## BRIEF
Give the material from the line holding "Tag white sink basin in this screenshot." through the line holding "388, 160, 427]]", both included, as a JSON list of strings with one string per line and no blank lines.

** BEGIN **

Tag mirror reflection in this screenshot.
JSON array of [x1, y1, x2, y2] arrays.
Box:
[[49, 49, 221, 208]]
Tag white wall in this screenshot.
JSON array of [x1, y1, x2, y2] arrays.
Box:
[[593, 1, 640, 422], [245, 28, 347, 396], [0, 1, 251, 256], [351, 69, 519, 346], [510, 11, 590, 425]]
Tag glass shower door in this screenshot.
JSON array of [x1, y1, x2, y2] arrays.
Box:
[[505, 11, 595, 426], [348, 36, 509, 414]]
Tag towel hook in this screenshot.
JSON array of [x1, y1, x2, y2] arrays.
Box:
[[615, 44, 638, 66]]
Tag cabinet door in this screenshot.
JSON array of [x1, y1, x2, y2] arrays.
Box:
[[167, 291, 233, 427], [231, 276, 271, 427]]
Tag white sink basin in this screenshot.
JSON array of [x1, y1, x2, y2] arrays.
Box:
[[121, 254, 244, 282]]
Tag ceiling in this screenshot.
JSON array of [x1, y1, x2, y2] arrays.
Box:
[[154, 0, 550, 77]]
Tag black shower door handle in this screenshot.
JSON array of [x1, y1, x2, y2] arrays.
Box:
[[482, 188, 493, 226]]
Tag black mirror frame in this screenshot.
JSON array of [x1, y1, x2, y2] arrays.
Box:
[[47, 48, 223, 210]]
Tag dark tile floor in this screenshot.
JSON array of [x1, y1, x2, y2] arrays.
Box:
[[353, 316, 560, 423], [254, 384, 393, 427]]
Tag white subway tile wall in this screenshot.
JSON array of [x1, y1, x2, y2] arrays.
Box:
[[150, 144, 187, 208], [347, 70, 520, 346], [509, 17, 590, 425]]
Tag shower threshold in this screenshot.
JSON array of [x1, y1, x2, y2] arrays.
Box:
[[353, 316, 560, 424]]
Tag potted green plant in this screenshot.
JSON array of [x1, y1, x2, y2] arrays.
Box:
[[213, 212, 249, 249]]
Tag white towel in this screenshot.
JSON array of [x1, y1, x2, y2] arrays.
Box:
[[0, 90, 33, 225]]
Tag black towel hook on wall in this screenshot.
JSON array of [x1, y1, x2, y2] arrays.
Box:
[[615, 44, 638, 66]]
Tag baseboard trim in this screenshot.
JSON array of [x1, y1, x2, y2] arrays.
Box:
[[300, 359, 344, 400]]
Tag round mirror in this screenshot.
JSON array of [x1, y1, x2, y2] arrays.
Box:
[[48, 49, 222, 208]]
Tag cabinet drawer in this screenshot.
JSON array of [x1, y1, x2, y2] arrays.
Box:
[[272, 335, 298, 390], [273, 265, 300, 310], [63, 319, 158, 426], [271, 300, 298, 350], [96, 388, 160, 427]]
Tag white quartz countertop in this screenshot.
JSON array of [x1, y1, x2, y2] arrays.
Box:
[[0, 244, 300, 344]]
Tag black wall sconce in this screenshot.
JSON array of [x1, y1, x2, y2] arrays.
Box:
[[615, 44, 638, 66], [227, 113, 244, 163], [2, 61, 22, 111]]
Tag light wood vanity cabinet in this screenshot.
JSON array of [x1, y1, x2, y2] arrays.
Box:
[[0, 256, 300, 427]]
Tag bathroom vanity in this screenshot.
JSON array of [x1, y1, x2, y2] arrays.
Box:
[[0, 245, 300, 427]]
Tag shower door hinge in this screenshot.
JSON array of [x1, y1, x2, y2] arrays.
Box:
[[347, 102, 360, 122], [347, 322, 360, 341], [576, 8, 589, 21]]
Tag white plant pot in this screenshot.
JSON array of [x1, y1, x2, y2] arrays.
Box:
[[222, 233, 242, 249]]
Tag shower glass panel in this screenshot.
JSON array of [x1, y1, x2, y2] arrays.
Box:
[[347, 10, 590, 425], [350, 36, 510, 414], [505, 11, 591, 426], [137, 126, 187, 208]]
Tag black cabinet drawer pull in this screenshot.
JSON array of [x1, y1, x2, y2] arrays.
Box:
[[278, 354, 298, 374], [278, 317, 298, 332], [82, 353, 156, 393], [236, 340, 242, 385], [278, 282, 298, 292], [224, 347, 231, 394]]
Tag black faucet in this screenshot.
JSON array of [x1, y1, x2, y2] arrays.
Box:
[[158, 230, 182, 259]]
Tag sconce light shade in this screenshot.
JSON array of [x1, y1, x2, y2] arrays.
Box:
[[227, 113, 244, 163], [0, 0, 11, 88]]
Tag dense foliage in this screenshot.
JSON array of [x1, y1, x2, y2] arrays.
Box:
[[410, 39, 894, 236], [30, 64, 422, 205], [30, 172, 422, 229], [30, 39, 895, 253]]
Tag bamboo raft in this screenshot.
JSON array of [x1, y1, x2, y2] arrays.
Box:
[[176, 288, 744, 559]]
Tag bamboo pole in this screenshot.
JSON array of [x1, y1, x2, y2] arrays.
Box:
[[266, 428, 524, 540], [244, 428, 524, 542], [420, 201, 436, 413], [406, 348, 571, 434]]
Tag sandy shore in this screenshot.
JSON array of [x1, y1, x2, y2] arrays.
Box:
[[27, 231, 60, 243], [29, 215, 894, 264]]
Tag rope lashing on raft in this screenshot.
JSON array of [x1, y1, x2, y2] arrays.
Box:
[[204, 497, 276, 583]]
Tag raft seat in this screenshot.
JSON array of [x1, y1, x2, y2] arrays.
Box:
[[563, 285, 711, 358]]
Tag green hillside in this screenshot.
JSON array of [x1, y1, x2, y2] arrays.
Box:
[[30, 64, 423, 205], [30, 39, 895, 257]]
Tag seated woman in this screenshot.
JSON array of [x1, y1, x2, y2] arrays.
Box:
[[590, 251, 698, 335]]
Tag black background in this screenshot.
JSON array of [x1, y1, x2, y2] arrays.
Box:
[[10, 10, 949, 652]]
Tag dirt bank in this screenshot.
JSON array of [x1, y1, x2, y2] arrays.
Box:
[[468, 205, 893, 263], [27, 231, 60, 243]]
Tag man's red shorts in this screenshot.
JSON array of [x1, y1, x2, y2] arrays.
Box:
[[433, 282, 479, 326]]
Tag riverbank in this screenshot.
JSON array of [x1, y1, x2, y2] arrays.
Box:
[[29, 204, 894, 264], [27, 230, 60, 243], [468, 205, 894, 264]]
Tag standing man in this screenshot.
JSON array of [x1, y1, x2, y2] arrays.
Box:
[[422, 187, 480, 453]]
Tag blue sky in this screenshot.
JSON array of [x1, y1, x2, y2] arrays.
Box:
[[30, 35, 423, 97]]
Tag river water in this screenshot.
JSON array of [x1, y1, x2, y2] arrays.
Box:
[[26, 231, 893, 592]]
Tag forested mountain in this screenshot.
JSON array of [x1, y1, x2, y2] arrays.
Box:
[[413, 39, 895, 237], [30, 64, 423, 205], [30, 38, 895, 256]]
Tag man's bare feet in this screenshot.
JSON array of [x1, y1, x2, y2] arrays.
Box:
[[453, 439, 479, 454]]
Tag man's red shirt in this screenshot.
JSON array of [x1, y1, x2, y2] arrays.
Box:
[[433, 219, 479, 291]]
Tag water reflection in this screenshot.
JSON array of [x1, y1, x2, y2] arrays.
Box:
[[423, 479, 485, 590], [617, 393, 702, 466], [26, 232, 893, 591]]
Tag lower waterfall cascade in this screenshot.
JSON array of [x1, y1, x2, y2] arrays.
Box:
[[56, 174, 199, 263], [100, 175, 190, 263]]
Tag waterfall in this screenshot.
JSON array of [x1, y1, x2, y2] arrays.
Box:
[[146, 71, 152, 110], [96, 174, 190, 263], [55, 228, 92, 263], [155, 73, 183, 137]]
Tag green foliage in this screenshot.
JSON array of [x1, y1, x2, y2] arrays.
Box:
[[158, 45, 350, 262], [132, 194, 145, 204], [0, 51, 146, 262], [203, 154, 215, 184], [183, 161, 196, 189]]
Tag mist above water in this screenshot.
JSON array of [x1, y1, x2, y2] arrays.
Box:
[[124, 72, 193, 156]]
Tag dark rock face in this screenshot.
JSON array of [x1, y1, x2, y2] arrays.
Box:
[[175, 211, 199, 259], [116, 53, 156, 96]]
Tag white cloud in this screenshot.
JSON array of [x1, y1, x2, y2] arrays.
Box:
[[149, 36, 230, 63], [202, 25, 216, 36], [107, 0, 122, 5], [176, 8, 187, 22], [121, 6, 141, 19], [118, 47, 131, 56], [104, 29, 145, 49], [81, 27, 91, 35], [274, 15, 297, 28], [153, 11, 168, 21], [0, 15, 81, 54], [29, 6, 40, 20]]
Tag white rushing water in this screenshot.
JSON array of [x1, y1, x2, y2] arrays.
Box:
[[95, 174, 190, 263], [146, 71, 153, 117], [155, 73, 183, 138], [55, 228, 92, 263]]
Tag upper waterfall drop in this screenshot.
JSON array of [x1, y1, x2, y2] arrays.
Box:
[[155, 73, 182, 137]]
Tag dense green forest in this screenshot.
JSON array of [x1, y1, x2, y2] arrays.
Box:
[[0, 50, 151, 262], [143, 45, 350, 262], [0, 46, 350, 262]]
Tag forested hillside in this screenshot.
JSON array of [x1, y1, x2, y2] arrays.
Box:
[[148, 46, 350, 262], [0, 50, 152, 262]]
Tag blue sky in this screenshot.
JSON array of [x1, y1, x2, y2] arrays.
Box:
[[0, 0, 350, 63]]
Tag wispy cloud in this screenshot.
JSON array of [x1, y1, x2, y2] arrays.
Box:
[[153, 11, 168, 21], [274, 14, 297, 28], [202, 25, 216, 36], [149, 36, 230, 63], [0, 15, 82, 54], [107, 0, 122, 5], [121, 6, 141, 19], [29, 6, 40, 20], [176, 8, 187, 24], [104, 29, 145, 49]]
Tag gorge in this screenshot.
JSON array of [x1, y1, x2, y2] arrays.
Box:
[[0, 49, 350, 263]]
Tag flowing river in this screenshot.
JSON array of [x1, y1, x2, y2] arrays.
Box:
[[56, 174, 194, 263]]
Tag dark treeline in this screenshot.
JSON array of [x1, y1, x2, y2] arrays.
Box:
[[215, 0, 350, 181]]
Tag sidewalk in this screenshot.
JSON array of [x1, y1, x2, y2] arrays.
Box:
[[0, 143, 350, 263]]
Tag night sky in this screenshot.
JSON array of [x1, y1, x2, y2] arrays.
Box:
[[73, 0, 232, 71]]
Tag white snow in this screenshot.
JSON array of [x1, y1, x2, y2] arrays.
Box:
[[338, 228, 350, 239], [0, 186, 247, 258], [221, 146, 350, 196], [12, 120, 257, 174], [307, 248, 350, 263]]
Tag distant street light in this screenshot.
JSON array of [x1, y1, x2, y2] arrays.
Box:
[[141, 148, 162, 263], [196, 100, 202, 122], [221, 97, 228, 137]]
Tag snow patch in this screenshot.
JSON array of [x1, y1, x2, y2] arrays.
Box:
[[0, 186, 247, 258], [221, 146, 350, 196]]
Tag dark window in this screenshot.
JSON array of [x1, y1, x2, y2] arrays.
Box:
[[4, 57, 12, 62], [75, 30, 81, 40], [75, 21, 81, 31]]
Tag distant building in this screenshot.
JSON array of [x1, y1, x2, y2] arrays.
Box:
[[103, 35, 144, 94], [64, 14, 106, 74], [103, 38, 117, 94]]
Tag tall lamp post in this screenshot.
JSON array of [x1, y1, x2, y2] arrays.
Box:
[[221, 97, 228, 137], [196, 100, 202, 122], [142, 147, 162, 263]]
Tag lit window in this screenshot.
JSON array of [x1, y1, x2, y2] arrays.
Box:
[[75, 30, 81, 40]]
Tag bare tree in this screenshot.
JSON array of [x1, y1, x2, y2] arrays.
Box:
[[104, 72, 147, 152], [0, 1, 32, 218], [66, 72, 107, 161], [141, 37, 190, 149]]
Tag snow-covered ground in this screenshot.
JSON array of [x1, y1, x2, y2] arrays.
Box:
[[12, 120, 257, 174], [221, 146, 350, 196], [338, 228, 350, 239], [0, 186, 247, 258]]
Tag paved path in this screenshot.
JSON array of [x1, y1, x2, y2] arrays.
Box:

** END **

## TASK OUTPUT
[
  "Tag white sink basin in this screenshot.",
  "JSON array of [x1, y1, x2, y2] arrays.",
  "Box:",
  "[[121, 254, 244, 282]]",
  "Tag ceiling in this screenshot.",
  "JSON array of [x1, y1, x2, y2] arrays.",
  "Box:",
  "[[154, 0, 550, 77]]",
  "Tag black shower door handle in this screenshot.",
  "JSON array of [x1, y1, x2, y2] arrays.",
  "Box:",
  "[[482, 188, 493, 226]]",
  "Tag black mirror frame in this screenshot.",
  "JSON array of [x1, y1, x2, y2] arrays.",
  "Box:",
  "[[47, 48, 223, 210]]",
  "Tag dark tile floor in this screenshot.",
  "JSON array of [x1, y1, x2, y2] arrays.",
  "Box:",
  "[[353, 316, 560, 423], [254, 384, 393, 427]]",
  "Tag white subway tile wall in this screenshot.",
  "JSON array of [x1, y1, x2, y2] arrays.",
  "Box:",
  "[[150, 144, 187, 208], [347, 70, 520, 346], [509, 17, 590, 425]]",
  "Tag shower threshold in this screenshot.",
  "JSON array of [x1, y1, x2, y2] arrays.",
  "Box:",
  "[[353, 316, 560, 424]]",
  "Tag potted green plant in this screenshot.",
  "JSON array of [x1, y1, x2, y2] arrays.",
  "Box:",
  "[[213, 212, 249, 249]]",
  "Tag white towel in this screenshot.",
  "JSON array of [x1, y1, x2, y2] arrays.",
  "Box:",
  "[[0, 90, 33, 225]]",
  "Tag black towel hook on wall in this screenshot.",
  "JSON array of [x1, y1, x2, y2] arrays.",
  "Box:",
  "[[615, 44, 638, 66]]",
  "Tag baseboard trim in this screenshot.",
  "JSON array of [x1, y1, x2, y2] arrays.",
  "Box:",
  "[[300, 359, 344, 400]]",
  "Tag round mirror in this screenshot.",
  "JSON array of [x1, y1, x2, y2] arrays.",
  "Box:",
  "[[48, 49, 222, 208]]",
  "Tag cabinet drawer in this screenshot.",
  "JSON array of [x1, y1, x2, y2] arrays.",
  "Box:",
  "[[272, 335, 298, 390], [273, 265, 300, 310], [63, 319, 158, 426], [271, 300, 298, 350], [96, 388, 160, 427]]"
]